* Exercise input
==*==

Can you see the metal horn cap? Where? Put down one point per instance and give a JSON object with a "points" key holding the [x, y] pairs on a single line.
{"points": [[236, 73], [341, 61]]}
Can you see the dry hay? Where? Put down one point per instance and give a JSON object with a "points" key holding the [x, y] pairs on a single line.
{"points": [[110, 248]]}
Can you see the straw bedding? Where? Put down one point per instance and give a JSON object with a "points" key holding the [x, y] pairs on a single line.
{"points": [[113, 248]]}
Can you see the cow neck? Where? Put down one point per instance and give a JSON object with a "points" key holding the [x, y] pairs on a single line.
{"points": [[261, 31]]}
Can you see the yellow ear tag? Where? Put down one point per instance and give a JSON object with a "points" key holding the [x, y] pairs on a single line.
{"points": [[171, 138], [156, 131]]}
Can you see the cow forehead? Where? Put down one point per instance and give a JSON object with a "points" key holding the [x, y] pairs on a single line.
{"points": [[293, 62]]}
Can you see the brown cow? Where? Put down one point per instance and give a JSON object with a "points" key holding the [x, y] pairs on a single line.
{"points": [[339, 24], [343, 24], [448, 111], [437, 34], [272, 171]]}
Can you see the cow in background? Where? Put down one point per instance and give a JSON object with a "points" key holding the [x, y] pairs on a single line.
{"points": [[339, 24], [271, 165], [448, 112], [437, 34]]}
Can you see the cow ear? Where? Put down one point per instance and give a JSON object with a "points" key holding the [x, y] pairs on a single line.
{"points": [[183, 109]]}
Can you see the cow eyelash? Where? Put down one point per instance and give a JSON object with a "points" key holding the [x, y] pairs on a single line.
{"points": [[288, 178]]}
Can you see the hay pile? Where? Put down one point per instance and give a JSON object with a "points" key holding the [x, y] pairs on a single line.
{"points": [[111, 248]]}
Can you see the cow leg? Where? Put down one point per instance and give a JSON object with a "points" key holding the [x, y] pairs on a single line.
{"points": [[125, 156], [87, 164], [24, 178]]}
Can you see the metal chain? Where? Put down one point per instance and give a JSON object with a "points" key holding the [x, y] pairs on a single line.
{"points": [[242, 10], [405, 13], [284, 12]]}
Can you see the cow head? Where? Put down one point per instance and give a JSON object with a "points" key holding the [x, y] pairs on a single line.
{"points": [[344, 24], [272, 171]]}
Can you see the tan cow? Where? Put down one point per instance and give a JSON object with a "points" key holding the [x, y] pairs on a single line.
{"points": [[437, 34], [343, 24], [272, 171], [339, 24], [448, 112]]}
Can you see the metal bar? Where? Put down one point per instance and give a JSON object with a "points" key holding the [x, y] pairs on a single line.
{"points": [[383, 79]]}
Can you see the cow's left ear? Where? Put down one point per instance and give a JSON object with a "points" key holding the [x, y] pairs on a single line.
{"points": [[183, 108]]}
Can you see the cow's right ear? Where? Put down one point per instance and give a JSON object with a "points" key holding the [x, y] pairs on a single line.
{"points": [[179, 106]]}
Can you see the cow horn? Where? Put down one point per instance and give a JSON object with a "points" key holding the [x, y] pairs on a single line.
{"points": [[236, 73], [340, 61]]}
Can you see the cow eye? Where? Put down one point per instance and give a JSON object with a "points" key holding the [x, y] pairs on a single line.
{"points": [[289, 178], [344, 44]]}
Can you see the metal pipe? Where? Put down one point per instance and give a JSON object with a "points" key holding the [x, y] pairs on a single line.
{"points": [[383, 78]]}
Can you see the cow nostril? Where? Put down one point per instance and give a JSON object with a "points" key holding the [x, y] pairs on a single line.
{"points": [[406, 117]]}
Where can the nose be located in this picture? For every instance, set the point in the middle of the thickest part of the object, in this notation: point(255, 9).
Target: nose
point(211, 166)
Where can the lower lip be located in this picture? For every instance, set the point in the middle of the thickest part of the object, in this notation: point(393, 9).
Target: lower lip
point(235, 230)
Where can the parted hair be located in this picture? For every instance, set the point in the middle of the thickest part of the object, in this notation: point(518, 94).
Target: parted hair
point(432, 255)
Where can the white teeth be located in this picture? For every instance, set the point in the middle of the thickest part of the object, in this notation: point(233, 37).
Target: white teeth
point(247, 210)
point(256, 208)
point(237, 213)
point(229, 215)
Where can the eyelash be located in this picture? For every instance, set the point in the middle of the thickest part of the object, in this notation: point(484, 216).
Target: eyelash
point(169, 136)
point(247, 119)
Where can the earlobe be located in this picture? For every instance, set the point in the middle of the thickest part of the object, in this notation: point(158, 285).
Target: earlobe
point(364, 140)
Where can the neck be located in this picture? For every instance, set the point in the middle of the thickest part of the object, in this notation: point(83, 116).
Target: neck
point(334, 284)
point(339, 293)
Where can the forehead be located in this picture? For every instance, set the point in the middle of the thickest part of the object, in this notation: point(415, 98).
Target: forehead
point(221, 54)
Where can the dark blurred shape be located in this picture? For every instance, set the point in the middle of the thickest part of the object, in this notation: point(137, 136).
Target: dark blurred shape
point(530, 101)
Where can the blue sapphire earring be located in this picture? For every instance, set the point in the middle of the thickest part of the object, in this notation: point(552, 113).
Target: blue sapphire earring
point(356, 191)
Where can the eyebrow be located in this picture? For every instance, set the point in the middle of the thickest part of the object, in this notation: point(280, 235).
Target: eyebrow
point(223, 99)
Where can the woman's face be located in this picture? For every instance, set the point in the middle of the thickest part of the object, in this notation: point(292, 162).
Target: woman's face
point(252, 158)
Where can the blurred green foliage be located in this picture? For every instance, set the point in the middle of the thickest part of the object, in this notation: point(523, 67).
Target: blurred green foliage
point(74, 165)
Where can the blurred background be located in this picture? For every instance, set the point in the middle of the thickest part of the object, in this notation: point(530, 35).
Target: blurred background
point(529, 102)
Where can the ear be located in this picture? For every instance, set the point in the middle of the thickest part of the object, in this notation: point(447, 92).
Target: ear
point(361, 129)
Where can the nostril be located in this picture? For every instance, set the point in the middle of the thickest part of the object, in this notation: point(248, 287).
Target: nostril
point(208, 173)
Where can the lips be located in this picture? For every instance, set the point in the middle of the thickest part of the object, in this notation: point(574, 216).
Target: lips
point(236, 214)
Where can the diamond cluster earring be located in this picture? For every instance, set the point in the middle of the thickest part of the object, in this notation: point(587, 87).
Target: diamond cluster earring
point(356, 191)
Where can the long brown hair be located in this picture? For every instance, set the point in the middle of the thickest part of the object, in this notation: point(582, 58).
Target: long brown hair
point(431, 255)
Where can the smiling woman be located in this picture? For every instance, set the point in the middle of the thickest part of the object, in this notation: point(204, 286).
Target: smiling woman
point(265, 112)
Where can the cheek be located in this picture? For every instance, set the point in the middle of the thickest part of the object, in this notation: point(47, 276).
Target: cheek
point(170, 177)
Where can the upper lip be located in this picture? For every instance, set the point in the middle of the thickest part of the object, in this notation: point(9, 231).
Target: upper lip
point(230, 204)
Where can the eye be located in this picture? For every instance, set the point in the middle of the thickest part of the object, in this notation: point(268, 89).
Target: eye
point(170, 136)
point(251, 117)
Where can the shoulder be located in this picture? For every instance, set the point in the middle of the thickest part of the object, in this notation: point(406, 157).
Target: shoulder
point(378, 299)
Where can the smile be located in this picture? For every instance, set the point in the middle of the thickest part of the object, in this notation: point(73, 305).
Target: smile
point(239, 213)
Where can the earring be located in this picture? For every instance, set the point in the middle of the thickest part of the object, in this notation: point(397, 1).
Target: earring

==*==

Switch every occurrence of "thickest part" in the lines above to "widest part", and reproduce all the lines with nothing else changed.

Can you see the metal horn cap? Where? Put down one point per instance and give a JSON object with a "points" key holding the [x, y] pairs on a single line.
{"points": [[236, 73], [341, 61]]}
Can you see the dry hay? Where? Put down one point per instance and give a JSON object with a "points" key holding the [x, y] pairs on a single line.
{"points": [[110, 248]]}
Can you see the straw bedding? Where? Put down one point per instance and give a JSON object with a "points" key holding the [x, y] pairs on a single line.
{"points": [[113, 248]]}
Can you see the cow neck? Where? Put down one point per instance and give a JSON object with a "points" key holding the [x, y] pairs on a single line.
{"points": [[261, 31]]}
Can you see the yellow ear tag? Where? Put down one point per instance and give a JSON object with a "points" key holding the [x, y] pairs on a single line.
{"points": [[171, 138], [156, 131]]}
Can you see the cow forehead? Where? Put down one point per instance and give a JSON object with a "points" key holding the [x, y] pairs on a single line.
{"points": [[293, 62]]}
Can you see the brown cow? Where? Put down one point per instance and give a JSON object with a "points" key holding the [x, y] pairs on a single line.
{"points": [[339, 24], [343, 24], [448, 111], [437, 34], [272, 171]]}
Can you see the cow in background? Where? Put down one point per instance and give a JSON object with a "points" key holding the [x, y] pairs on a single line.
{"points": [[339, 24], [271, 165], [448, 112], [437, 34]]}
Can you see the cow ear? Where? Put down one point per instance and give a JSON object with a "points" key holding the [x, y] pairs on a single line.
{"points": [[183, 109]]}
Can you see the cow eyelash? Where? Put down one point per instance and give a JSON object with a "points" key holding the [x, y] pairs on a single line.
{"points": [[288, 178]]}
Can you see the hay pile? Where? Put down one point per instance and give a JSON object with a "points" key holding the [x, y] pairs on a single line.
{"points": [[111, 248]]}
Can you see the cow leg? Where? Put down one point per instance and give a JSON object with a "points" key holding the [x, y] pairs on a single line.
{"points": [[125, 156], [87, 164], [24, 178]]}
Can you see the metal chain? Where? Put down one point per instance and give a JSON object with a "points" key holding the [x, y] pairs on a single line.
{"points": [[242, 10], [405, 13], [284, 12]]}
Can you see the cow head? Where? Put down one point per instance and give a JSON object with a "points" key holding the [x, y] pairs on a single line.
{"points": [[344, 24], [272, 171]]}
Can you see the tan cow? Where? Put down one point per instance and give a JSON object with a "points" key holding the [x, y] pairs on a single line.
{"points": [[437, 34], [343, 24], [272, 171], [339, 24], [448, 112]]}
Can you see the metal bar? Where? Put down one point per instance and give a JSON object with a "points" key holding the [x, y] pairs on a single line.
{"points": [[383, 79]]}
Can you see the cow's left ear? Where? Put down one point per instance and give a JSON object with a "points" key holding the [x, y] pairs on a single line.
{"points": [[183, 108]]}
Can you see the cow's right ear? Where? Put down one point per instance and give a JSON object with a "points" key holding the [x, y] pairs on a single line.
{"points": [[179, 106]]}
Can you see the cow horn? Where? Put down one point per instance and give a JSON object with a "points" key holding the [x, y] pairs on a single line.
{"points": [[236, 73], [340, 61]]}
Can you see the cow eye? Where? Put down one point per instance and give a JSON object with a "points" key holding the [x, y] pairs on a single line.
{"points": [[289, 178], [344, 44]]}
Can you see the metal pipe? Where? Put down one point per instance and give a JSON object with a "points" key holding the [x, y] pairs on a single line.
{"points": [[383, 78]]}
Can you see the cow nostril? Where? Put down one point per instance and give a JSON object with a "points" key holding the [x, y] pairs on a single line.
{"points": [[406, 117]]}
Where can the nose be located in this picture? For every instance, set the point in the middle of the widest part of the object, in this notation: point(255, 9).
Target: nose
point(211, 166)
Where can the lower lip be located in this picture? For every instance, set the point in the middle of the widest part of the object, in this notation: point(393, 9).
Target: lower lip
point(235, 230)
Where can the parted hair be located in this picture? For every instance, set the point in the middle of the widest part of the object, in this notation: point(518, 94).
Target: parted hair
point(432, 255)
Where can the white teeth be located in this picture? For every instance, set the point in the middle of the widest part of the object, in this notation: point(233, 37).
Target: white teeth
point(247, 210)
point(256, 208)
point(237, 213)
point(229, 215)
Where can the eyelash be located in this picture? For every instance, set the point in the middle of the widest part of the object, in this notation: point(484, 216).
Target: eyelash
point(169, 136)
point(247, 119)
Where can the earlobe be located in this picture? For every instance, set the point in the middle of the widest part of the object, in this notation: point(158, 285).
Target: earlobe
point(364, 140)
Where can the neck be located in this picture? For every instance, set the point in the middle of the widest part of the object, in this notation: point(83, 116).
Target: neck
point(334, 284)
point(339, 293)
Where can the forehead be located in this picture? For every instance, set the point in the middle of the widest part of the object, in this notation: point(415, 98).
Target: forehead
point(221, 54)
Where can the dark blurred shape be located in this picture? For every instance, set the point in the middle of the widest part of the object, in this notation: point(137, 136).
Target: dark blurred shape
point(530, 101)
Where can the blue sapphire earring be located in this picture? For every instance, set the point in the middle of the widest part of the object, in this notation: point(552, 113).
Target: blue sapphire earring
point(356, 191)
Where can the eyebrow be located in this picture? For every instance, set the point in the middle of the widest part of the object, in this notation: point(280, 235).
Target: eyebrow
point(223, 99)
Where can the woman's face be located in this picture? For every instance, set the point in the middle of the widest part of the object, in this notation: point(292, 162).
Target: woman's face
point(252, 158)
Where can the blurred green foliage be located in this picture? For every instance, set the point in the middle of the widest part of the object, in this notation: point(523, 67).
Target: blurred green foliage
point(74, 165)
Where can the blurred background be located in this picture? For every instance, set the point in the middle of the widest part of the object, in this notation: point(530, 35).
Target: blurred background
point(529, 102)
Where can the ear be located in this picture? For every instance, set the point in the middle of the widest part of the object, in this notation: point(447, 92).
Target: ear
point(361, 129)
Where can the nostril be located in this picture? For every instance, set the point in the middle of the widest part of the object, in this notation: point(248, 287).
Target: nostril
point(208, 173)
Where can the lips be located in this picture? For every instance, set the point in the middle of the widest part of the object, in this notation: point(574, 216).
Target: lips
point(236, 214)
Where can the diamond cluster earring be located in this picture? For every instance, set the point in the middle of the widest part of the object, in this notation: point(587, 87).
Target: diamond cluster earring
point(356, 191)
Where can the long brown hair be located in this picture? For every instance, set the point in the middle of the widest part of the object, in this notation: point(582, 58).
Target: long brown hair
point(431, 255)
Where can the smiling woman be located in this picture? For every instance, set the point in the middle of the widest part of the object, in this notation: point(204, 286).
Target: smiling woman
point(265, 112)
Where can the cheek be located in this picture? For every instance, set the point in the middle of the widest part of the object, in this notation: point(47, 276).
Target: cheek
point(170, 177)
Where can the upper lip be located in this picture? For every instance, set the point in the middle of the widest part of the object, in this notation: point(9, 231).
Target: upper lip
point(230, 204)
Where can the eye be located in this picture? For every instance, set the point in the middle of the widest part of the object, in this notation: point(268, 89).
Target: eye
point(170, 136)
point(251, 117)
Where can the shoulder be located in this picture? For every instance, set the point in the middle of the widest part of the object, in this notation: point(406, 157).
Target: shoulder
point(378, 299)
Where can the smile be located in this picture? For every instance, set the point in the middle of the widest part of the object, in this notation: point(73, 305).
Target: smile
point(239, 213)
Where can the earring be located in this picture? For every instance, set the point in the middle of the widest part of the object, in this notation: point(397, 1).
Target: earring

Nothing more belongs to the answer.